[Stored entries]
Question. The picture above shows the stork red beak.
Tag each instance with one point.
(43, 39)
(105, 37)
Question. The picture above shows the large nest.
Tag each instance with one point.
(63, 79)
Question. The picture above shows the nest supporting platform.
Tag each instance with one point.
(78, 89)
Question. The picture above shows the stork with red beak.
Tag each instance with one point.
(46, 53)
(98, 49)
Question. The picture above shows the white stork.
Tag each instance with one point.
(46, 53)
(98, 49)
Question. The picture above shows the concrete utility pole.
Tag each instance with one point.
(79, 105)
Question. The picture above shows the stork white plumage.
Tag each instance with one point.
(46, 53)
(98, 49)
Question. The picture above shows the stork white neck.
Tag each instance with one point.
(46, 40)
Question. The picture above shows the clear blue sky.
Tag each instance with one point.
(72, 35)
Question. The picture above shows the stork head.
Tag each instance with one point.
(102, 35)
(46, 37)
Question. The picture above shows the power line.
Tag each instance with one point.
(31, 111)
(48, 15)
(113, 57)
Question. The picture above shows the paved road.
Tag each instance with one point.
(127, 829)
---
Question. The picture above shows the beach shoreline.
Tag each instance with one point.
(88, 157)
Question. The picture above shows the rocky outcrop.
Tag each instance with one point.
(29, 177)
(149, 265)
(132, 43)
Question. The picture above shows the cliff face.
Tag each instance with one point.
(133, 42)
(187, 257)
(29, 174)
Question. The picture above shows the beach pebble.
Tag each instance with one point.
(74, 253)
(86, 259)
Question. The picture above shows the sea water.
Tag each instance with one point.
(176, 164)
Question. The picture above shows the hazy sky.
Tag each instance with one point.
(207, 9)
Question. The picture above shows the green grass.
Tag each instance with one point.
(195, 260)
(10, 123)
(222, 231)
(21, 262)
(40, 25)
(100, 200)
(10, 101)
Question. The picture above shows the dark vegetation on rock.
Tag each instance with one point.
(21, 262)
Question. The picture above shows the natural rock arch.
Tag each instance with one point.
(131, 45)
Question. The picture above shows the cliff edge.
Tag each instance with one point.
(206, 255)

:: WHAT YOU HAVE TO DO ::
Select the lines from the entries that include the word "white".

:: EXERCISE SOLUTION ::
Question. The picture above shows the white stork.
Question. The picture above shows the stork white plumage.
Question. The picture above shows the stork white neck.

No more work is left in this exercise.